[Source extract Boundary: Start]

How Is a Heartworm Test Done: What to Expect

A heartworm test requires a small blood sample, typically drawn from your dog’s or cat’s leg or neck vein, and can produce results in as little as 10 minutes at your vet’s office. The most common version is a rapid antigen test that detects a protein produced by adult female heartworms. In some cases, your vet may also run a second type of test that looks for baby heartworms (called microfilariae) circulating in the blood.

What the Standard Antigen Test Detects

The test used in most veterinary clinics works by detecting a specific protein found predominantly in the reproductive tract of adult female heartworms. A few drops of your pet’s blood, serum, or plasma are placed onto a small test device, similar in appearance to a home pregnancy test. The device contains reagents that react with the heartworm protein. If the protein is present, a visible color change or line appears on the test window.

The entire process, from blood draw to result, usually takes about 10 minutes for in-clinic rapid tests. Some clinics send samples to an outside laboratory for more sensitive testing, which can take a day or two for results. At least 1 mL of blood is needed for reliable detection.

Why Timing Matters

Heartworms take roughly six months to mature from larvae into adult worms after a mosquito bite transmits the infection. The antigen the test looks for doesn’t appear in the bloodstream until the worms reach adulthood. This means a dog bitten by an infected mosquito in June won’t test positive until around December or January at the earliest.

[Source extract Boundary: End]
[Data excerpts Boundary: Start]

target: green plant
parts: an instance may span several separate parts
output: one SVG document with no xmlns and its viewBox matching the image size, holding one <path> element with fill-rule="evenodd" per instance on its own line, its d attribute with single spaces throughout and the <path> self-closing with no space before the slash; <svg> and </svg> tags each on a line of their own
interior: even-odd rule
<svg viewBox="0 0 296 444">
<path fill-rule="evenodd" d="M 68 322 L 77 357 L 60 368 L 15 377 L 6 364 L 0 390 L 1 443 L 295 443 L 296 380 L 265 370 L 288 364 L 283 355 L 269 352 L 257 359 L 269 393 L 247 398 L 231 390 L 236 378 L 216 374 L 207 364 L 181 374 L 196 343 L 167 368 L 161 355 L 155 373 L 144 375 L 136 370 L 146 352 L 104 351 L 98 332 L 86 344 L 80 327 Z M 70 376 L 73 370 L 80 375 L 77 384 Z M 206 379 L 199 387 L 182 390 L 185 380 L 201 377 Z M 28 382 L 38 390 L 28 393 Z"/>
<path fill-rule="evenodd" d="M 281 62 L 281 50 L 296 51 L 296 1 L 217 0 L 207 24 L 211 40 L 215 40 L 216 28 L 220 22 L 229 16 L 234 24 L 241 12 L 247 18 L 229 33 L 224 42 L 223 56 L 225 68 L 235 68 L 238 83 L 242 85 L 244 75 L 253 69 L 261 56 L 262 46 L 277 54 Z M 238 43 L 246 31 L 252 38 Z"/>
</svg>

[Data excerpts Boundary: End]

◆ **What to work on**:
**1)** Answer these from the heartworm test article:
(a) How long does an in-clinic rapid test usually take from blood draw to result?
(b) How much blood is needed for reliable detection?
(c) About how long do heartworms take to mature from larvae into adults?
**2)** Please write the next part of the heartworm test article, picking up after its last sentence.
The material has no connection to the heartworm test article.

◆ **Results of the exercise**:
**1)**
(a) About 10 minutes.
(b) At least 1 mL.
(c) Roughly six months.

**2)**
This window is why vets recommend testing about 7 months after any period of possible exposure, such as after missed prevention doses. Testing too early produces a false negative, not because the test failed, but because the worms haven’t matured enough to be detectable. Annual testing is standard even for dogs on year-round prevention, since no preventive is 100% effective and a missed or late dose can leave a gap in protection.

The Microfilariae Test

Some veterinarians pair the antigen test with a second blood test that looks for microfilariae, the microscopic offspring that adult heartworms release into the bloodstream. The most reliable version of this is called the modified Knott’s test. A technician mixes about 1 mL of unclotted blood with a chemical solution that breaks open the red blood cells, then spins the sample in a centrifuge for about five minutes. The microfilariae, being heavier, settle to the bottom. The sediment is placed on a slide, stained, and examined under a microscope.

This test serves two purposes. It confirms a positive antigen result, and it can occasionally catch infections the antigen test misses, such as cases where only male worms are present (since the antigen comes from females). Microfilariae are sometimes more concentrated in a pet’s blood during early morning or evening hours, so timing of the blood draw can matter.

How Testing Differs for Cats

Heartworm testing in cats is more complicated than in dogs. Cats typically carry very few worms, sometimes just one or two, and infections are often male-only. Since the standard antigen test targets a protein from female worms, it frequently comes back negative in infected cats.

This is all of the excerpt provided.